[Image location labeling entries]
----------

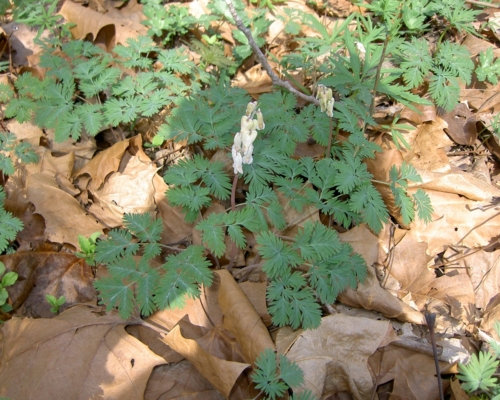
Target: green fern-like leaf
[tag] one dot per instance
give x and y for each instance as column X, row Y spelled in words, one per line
column 455, row 59
column 266, row 376
column 117, row 244
column 144, row 227
column 183, row 274
column 279, row 257
column 114, row 293
column 292, row 303
column 9, row 227
column 478, row 373
column 487, row 69
column 368, row 202
column 424, row 206
column 212, row 234
column 317, row 242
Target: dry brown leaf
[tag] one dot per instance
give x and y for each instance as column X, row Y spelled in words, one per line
column 254, row 81
column 129, row 190
column 380, row 167
column 103, row 164
column 65, row 218
column 430, row 139
column 369, row 295
column 79, row 354
column 425, row 113
column 484, row 271
column 457, row 182
column 409, row 268
column 111, row 31
column 179, row 381
column 256, row 294
column 220, row 373
column 334, row 357
column 41, row 273
column 21, row 42
column 127, row 182
column 241, row 319
column 456, row 221
column 27, row 132
column 461, row 125
column 413, row 373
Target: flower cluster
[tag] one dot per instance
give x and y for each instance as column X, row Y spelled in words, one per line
column 243, row 141
column 326, row 100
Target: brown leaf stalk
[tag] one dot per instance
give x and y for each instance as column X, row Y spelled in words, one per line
column 431, row 322
column 263, row 60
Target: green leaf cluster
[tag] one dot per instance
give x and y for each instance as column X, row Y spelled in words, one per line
column 487, row 68
column 134, row 284
column 13, row 151
column 331, row 268
column 8, row 279
column 275, row 375
column 167, row 23
column 451, row 62
column 85, row 90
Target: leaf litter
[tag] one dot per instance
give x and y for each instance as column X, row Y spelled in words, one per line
column 207, row 349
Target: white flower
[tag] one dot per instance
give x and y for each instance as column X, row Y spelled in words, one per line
column 242, row 149
column 362, row 50
column 237, row 161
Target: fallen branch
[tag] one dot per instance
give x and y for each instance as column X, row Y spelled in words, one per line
column 263, row 60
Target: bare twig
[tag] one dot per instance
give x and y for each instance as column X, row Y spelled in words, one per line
column 483, row 3
column 431, row 322
column 263, row 60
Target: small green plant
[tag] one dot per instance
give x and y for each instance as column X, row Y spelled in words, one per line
column 8, row 279
column 12, row 152
column 478, row 373
column 167, row 23
column 274, row 375
column 55, row 303
column 487, row 68
column 88, row 247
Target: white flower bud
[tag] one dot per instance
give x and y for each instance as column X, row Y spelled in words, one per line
column 250, row 108
column 260, row 120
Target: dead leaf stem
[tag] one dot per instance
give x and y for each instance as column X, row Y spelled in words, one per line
column 233, row 209
column 431, row 321
column 263, row 60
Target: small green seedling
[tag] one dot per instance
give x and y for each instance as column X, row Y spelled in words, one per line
column 88, row 247
column 7, row 280
column 55, row 303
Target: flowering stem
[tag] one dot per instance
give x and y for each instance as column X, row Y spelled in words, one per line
column 233, row 208
column 329, row 148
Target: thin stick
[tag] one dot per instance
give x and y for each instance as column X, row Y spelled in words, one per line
column 263, row 60
column 431, row 321
column 233, row 208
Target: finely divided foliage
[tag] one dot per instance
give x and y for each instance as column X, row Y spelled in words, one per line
column 86, row 91
column 133, row 284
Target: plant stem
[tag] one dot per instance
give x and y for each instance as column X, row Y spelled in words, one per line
column 329, row 148
column 233, row 208
column 262, row 58
column 377, row 76
column 431, row 321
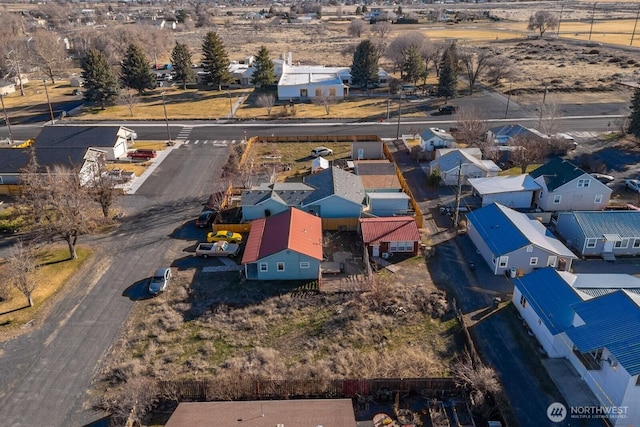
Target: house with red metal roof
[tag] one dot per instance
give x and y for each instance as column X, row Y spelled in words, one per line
column 286, row 246
column 390, row 235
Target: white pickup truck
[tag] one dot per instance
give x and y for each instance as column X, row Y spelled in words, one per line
column 205, row 250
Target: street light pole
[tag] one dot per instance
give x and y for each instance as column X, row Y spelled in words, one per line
column 6, row 118
column 166, row 118
column 46, row 91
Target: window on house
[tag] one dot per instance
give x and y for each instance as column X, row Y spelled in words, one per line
column 523, row 301
column 584, row 183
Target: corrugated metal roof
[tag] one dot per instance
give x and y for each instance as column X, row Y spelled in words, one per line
column 293, row 229
column 389, row 229
column 505, row 230
column 597, row 224
column 503, row 184
column 550, row 296
column 335, row 181
column 611, row 321
column 557, row 172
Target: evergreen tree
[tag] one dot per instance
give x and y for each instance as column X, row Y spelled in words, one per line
column 264, row 73
column 414, row 67
column 364, row 69
column 135, row 72
column 448, row 78
column 215, row 61
column 634, row 117
column 182, row 64
column 100, row 83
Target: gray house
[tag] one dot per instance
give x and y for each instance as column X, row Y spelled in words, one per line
column 511, row 242
column 367, row 150
column 566, row 187
column 460, row 164
column 271, row 199
column 286, row 246
column 514, row 191
column 338, row 194
column 601, row 233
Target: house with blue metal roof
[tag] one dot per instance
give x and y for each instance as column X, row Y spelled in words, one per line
column 601, row 233
column 511, row 241
column 599, row 336
column 566, row 187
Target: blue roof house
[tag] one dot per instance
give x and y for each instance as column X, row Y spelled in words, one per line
column 566, row 187
column 601, row 233
column 599, row 336
column 511, row 241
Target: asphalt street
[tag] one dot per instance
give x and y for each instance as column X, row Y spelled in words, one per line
column 45, row 374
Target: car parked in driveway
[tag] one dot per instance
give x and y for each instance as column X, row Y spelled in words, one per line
column 321, row 151
column 224, row 236
column 633, row 185
column 160, row 281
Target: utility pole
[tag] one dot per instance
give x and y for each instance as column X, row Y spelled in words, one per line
column 166, row 118
column 560, row 20
column 634, row 26
column 6, row 118
column 46, row 91
column 593, row 14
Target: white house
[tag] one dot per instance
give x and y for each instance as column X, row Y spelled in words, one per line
column 434, row 138
column 598, row 332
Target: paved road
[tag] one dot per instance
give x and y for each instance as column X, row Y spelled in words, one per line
column 45, row 374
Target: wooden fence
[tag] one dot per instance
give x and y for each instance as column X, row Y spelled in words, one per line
column 403, row 183
column 254, row 389
column 316, row 138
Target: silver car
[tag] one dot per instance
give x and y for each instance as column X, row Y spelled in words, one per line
column 160, row 281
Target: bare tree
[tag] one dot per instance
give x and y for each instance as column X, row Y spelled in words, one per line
column 325, row 100
column 479, row 379
column 129, row 98
column 471, row 126
column 528, row 149
column 61, row 203
column 542, row 21
column 21, row 270
column 500, row 67
column 49, row 53
column 474, row 62
column 102, row 185
column 356, row 28
column 266, row 101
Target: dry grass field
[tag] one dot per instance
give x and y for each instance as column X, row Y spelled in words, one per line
column 209, row 324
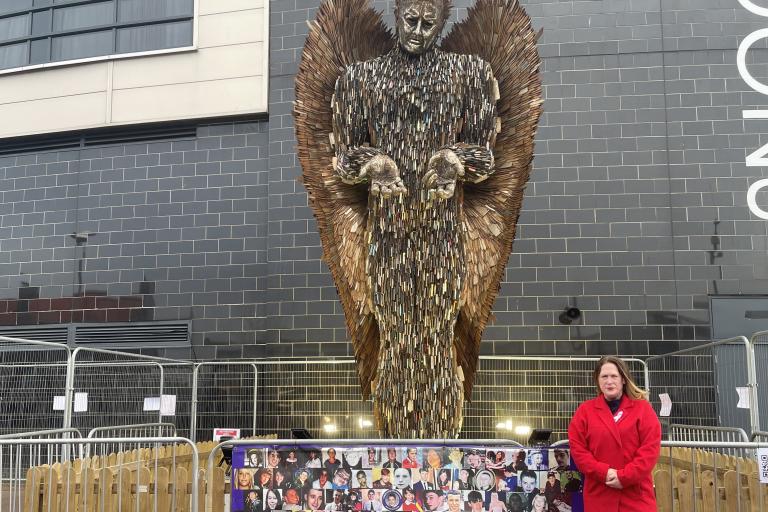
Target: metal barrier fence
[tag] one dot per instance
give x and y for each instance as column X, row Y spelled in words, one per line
column 136, row 430
column 692, row 377
column 689, row 476
column 41, row 476
column 709, row 434
column 510, row 393
column 759, row 344
column 99, row 388
column 32, row 375
column 224, row 395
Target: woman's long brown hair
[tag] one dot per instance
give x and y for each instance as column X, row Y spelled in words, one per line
column 630, row 388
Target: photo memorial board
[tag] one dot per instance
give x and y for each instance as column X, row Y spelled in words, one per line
column 404, row 479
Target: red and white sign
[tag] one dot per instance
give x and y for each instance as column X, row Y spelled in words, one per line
column 218, row 433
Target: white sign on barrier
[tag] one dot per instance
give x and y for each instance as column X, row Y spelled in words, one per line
column 168, row 405
column 59, row 403
column 81, row 402
column 152, row 403
column 743, row 398
column 666, row 404
column 762, row 464
column 234, row 433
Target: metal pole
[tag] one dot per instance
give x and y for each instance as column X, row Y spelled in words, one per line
column 160, row 411
column 193, row 413
column 255, row 396
column 754, row 409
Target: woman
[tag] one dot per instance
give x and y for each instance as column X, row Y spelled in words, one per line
column 292, row 500
column 291, row 461
column 444, row 480
column 463, row 482
column 433, row 459
column 272, row 500
column 252, row 502
column 409, row 501
column 615, row 440
column 552, row 489
column 536, row 461
column 491, row 461
column 243, row 479
column 313, row 460
column 302, row 479
column 280, row 480
column 539, row 503
column 353, row 503
column 263, row 477
column 496, row 505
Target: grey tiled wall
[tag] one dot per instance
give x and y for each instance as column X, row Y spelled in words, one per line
column 636, row 211
column 158, row 231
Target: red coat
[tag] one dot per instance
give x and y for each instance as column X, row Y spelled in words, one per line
column 630, row 445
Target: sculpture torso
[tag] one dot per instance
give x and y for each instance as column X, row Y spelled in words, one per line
column 408, row 107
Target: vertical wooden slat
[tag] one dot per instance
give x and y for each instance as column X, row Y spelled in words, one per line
column 106, row 495
column 732, row 490
column 217, row 491
column 664, row 496
column 161, row 490
column 68, row 489
column 709, row 494
column 685, row 491
column 182, row 496
column 32, row 490
column 124, row 489
column 141, row 481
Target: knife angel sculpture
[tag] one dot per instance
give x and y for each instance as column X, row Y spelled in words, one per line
column 415, row 157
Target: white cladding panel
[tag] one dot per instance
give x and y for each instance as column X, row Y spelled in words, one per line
column 226, row 74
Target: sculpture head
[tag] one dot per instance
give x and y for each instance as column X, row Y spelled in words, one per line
column 420, row 23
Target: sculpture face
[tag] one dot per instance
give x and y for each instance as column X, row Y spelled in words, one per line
column 419, row 24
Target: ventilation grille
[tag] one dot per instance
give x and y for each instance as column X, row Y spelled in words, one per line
column 117, row 335
column 51, row 334
column 133, row 335
column 38, row 143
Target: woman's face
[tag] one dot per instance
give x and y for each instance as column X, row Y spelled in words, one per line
column 610, row 381
column 271, row 500
column 243, row 479
column 353, row 457
column 291, row 497
column 433, row 459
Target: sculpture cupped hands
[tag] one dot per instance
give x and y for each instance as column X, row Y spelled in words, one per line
column 384, row 176
column 443, row 170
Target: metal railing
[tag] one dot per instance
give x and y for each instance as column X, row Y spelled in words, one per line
column 689, row 377
column 30, row 467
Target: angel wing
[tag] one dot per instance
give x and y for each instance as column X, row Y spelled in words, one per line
column 500, row 32
column 343, row 32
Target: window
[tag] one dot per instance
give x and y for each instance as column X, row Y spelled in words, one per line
column 43, row 31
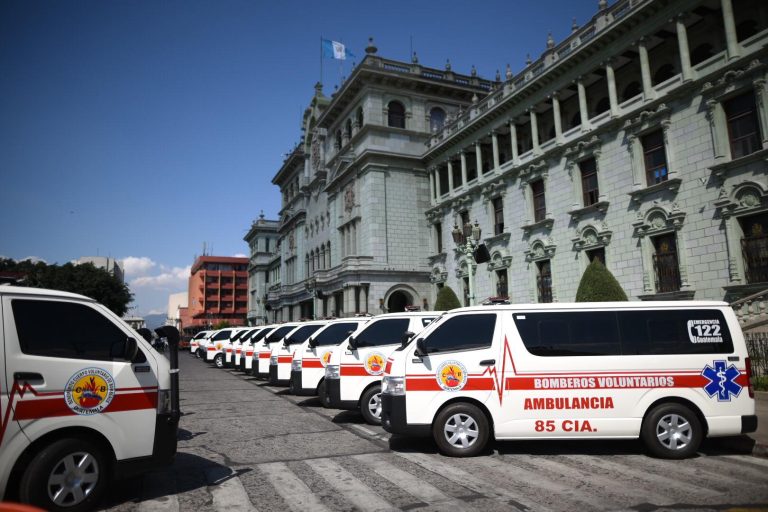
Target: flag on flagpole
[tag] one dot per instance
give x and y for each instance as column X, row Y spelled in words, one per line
column 335, row 50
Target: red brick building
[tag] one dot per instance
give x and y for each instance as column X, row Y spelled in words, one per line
column 218, row 291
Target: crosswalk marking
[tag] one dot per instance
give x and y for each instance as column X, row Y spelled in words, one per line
column 417, row 488
column 291, row 488
column 351, row 488
column 476, row 483
column 227, row 491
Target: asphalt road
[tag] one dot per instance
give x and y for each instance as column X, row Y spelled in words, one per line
column 245, row 446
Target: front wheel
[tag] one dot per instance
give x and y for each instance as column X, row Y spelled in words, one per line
column 461, row 430
column 672, row 431
column 370, row 405
column 69, row 474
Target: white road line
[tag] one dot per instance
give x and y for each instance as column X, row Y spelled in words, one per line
column 227, row 491
column 657, row 481
column 352, row 489
column 465, row 479
column 411, row 484
column 291, row 488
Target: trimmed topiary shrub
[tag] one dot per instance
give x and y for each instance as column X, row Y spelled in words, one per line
column 598, row 285
column 446, row 299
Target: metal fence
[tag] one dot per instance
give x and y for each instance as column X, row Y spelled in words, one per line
column 757, row 346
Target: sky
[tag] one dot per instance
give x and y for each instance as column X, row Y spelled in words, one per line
column 143, row 130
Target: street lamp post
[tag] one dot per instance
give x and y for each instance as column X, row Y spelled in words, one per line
column 467, row 239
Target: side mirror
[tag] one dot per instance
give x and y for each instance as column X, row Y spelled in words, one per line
column 130, row 350
column 421, row 348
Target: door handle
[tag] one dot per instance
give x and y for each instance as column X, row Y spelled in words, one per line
column 29, row 377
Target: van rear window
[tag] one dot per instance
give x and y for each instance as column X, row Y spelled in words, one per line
column 606, row 333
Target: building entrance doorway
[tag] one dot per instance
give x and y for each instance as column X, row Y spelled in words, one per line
column 398, row 300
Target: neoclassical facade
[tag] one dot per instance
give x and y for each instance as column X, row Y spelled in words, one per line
column 641, row 140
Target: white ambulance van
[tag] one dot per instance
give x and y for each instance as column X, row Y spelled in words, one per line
column 669, row 373
column 353, row 375
column 309, row 359
column 282, row 353
column 83, row 397
column 262, row 351
column 251, row 354
column 228, row 346
column 194, row 343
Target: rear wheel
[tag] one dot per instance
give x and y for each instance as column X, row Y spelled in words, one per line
column 461, row 430
column 672, row 431
column 69, row 474
column 370, row 405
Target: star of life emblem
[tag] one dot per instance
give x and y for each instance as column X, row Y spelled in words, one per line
column 722, row 381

----------

◆ **EXERCISE DIRECTIONS**: Output exactly the lines from the one containing "Target: building entrance doorway" through the last line of the entries, both ends included.

◆ **WRITTEN RESPONSE**:
Target: building entrance doorway
[tag] one dot per instance
give x and y for each instance as column X, row Y spelled in words, one per line
column 398, row 300
Target: neoclassical facade
[tag] one dot per instance
give x and y for each instance as column X, row Y spelled in words, one per line
column 641, row 140
Target: white ambulance van
[tag] one dot per instance
give x and y for each instance as column X, row Y spelled in words, one per line
column 669, row 373
column 353, row 375
column 309, row 359
column 282, row 353
column 83, row 397
column 262, row 351
column 251, row 354
column 228, row 346
column 194, row 343
Target: rear wheel
[tag] one dot per instance
give x and y for each instance as column X, row Y spelled in words, one per line
column 461, row 430
column 672, row 431
column 69, row 474
column 370, row 405
Target: star of life emblem
[tag] one dot per instance
give x and y for each instance as column X, row Y spelled in words, one per line
column 722, row 381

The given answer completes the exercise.